Your instructions: Below is a block of records; please copy all of them exactly.

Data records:
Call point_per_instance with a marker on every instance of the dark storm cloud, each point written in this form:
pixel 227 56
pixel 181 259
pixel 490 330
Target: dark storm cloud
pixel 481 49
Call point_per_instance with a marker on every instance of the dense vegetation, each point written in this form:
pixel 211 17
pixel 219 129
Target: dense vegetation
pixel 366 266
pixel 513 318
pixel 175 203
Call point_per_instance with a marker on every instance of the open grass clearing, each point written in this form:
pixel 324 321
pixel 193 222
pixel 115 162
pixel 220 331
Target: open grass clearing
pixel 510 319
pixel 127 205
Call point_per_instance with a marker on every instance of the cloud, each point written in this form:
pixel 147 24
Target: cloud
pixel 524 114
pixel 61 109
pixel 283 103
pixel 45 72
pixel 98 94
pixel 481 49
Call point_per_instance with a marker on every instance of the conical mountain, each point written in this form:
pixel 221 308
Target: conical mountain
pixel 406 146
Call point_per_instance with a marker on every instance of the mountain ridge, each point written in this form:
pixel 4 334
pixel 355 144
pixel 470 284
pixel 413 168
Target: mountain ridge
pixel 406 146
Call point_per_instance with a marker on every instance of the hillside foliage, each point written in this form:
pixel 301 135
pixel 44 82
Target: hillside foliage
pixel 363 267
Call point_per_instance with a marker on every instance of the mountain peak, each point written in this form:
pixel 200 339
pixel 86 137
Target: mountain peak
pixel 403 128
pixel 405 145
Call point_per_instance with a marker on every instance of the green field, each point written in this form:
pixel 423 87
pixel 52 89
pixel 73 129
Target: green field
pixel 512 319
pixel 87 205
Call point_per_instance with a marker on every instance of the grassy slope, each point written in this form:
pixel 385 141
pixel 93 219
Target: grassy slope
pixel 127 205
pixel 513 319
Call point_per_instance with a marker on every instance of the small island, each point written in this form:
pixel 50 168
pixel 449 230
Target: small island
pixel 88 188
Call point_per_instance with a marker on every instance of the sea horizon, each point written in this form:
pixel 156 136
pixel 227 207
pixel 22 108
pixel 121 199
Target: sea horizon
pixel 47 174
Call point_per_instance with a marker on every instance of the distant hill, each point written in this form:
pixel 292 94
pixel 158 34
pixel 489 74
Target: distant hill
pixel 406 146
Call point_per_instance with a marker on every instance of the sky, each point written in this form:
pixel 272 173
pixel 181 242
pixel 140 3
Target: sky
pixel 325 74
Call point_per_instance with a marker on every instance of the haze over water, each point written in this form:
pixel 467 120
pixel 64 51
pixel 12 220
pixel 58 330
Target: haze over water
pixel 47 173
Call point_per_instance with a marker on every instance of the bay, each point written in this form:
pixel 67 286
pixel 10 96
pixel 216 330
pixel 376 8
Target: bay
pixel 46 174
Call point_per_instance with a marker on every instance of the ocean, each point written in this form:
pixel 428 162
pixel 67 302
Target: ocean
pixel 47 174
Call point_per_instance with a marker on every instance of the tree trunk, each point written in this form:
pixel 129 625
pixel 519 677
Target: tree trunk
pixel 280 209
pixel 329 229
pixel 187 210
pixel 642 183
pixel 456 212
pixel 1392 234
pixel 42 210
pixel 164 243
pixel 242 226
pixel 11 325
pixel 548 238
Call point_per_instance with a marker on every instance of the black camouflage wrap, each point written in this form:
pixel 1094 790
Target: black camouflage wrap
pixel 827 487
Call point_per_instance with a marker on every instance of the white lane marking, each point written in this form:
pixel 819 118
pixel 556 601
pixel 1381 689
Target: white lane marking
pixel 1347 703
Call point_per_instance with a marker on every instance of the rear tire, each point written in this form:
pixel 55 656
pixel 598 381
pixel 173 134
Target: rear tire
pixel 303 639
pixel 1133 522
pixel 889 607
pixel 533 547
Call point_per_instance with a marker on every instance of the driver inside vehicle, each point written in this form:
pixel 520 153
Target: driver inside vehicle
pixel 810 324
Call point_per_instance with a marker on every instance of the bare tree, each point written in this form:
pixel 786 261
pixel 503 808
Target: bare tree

Answer area:
Call point_per_instance with a marker on every instance of the dark storm cloud, each point written in this form:
pixel 227 56
pixel 181 259
pixel 490 330
Target: dark storm cloud
pixel 481 49
Call point_per_instance with a marker on every instance of the dense vegetation, each point written in this form:
pixel 211 17
pixel 219 129
Target: dense vegetation
pixel 366 266
pixel 513 318
pixel 175 203
Call point_per_instance with a marker on every instance of the open grass clearing, each point written in this form:
pixel 324 321
pixel 193 222
pixel 115 162
pixel 220 331
Target: open grass clearing
pixel 510 319
pixel 127 205
Call point_per_instance with a marker on every instance of the cloud, each point written in this form:
pixel 147 24
Target: cloud
pixel 524 114
pixel 61 109
pixel 283 103
pixel 45 72
pixel 98 94
pixel 481 49
Call point_per_instance with a marker on every instance of the conical mountain, each point written in this form:
pixel 221 308
Target: conical mountain
pixel 406 146
Call point_per_instance with a marker on every instance of the mountain ridge, each point written in this form:
pixel 4 334
pixel 355 144
pixel 470 284
pixel 413 168
Target: mountain ridge
pixel 406 146
Call point_per_instance with a marker on every instance of the hillside foliage, each point written in this form:
pixel 301 135
pixel 44 82
Target: hillside foliage
pixel 363 267
Call point_per_instance with a marker on every instance of the mountain peak, each point written in this form:
pixel 200 339
pixel 86 137
Target: mountain peak
pixel 403 128
pixel 405 145
Call point_per_instance with a marker on every instance of the green field, each point written in this form:
pixel 423 87
pixel 52 89
pixel 73 129
Target: green field
pixel 512 319
pixel 87 205
Call point_per_instance with a marker on every instance of the grassy slope, each point written in this form:
pixel 385 141
pixel 93 219
Target: grassy slope
pixel 127 205
pixel 513 319
Call point_per_instance with a marker on every instance of the small island, each point written in this form:
pixel 50 168
pixel 449 230
Target: small island
pixel 88 188
Call point_per_instance with a marker on every instance of the sea horizon, each point written in this form:
pixel 156 136
pixel 227 207
pixel 22 108
pixel 121 199
Target: sea horizon
pixel 47 174
Call point_per_instance with a marker on every instance of the distant hill, each point written in this form:
pixel 292 94
pixel 158 34
pixel 489 74
Target: distant hill
pixel 406 146
Call point_per_instance with a marker on every instance of the sky, each point written in this form:
pixel 272 173
pixel 181 242
pixel 140 3
Target: sky
pixel 325 74
Call point_per_instance with a marker on every instance of the haze over water, each point written in this form:
pixel 467 120
pixel 64 51
pixel 12 220
pixel 58 330
Target: haze over water
pixel 47 173
Call point_per_instance with a marker on every instance of the bay, each point written in this form:
pixel 67 286
pixel 10 96
pixel 216 330
pixel 376 8
Target: bay
pixel 46 174
Call point_per_instance with a marker on every instance of the ocean, each point written in this form:
pixel 428 162
pixel 67 302
Target: ocean
pixel 47 174
Call point_per_instance with a marker on every instance of the tree trunk, each point written in this form:
pixel 129 625
pixel 519 677
Target: tree trunk
pixel 280 209
pixel 329 229
pixel 187 210
pixel 642 183
pixel 456 212
pixel 1392 234
pixel 42 210
pixel 164 243
pixel 242 226
pixel 11 325
pixel 548 238
Call point_per_instance with a marker on every instance of the black camouflage wrap, each point written in this form:
pixel 1094 790
Target: black camouflage wrap
pixel 827 487
Call point_per_instance with a marker on every instance of the white lane marking, each point written in this form:
pixel 819 118
pixel 556 601
pixel 1381 689
Target: white lane marking
pixel 1347 703
Call point_per_instance with a marker on every instance of the rear tire, each point written in this form:
pixel 55 656
pixel 598 381
pixel 173 134
Target: rear tire
pixel 303 639
pixel 1133 522
pixel 889 607
pixel 533 547
Call point_per_instance with a marker on every instance of the driver inside vehicle, each point written in this form:
pixel 520 153
Target: driver inside vehicle
pixel 810 324
Call point_per_instance with a marker on every instance of the bare tree, each point written in this form:
pixel 786 261
pixel 503 808
Target: bare tree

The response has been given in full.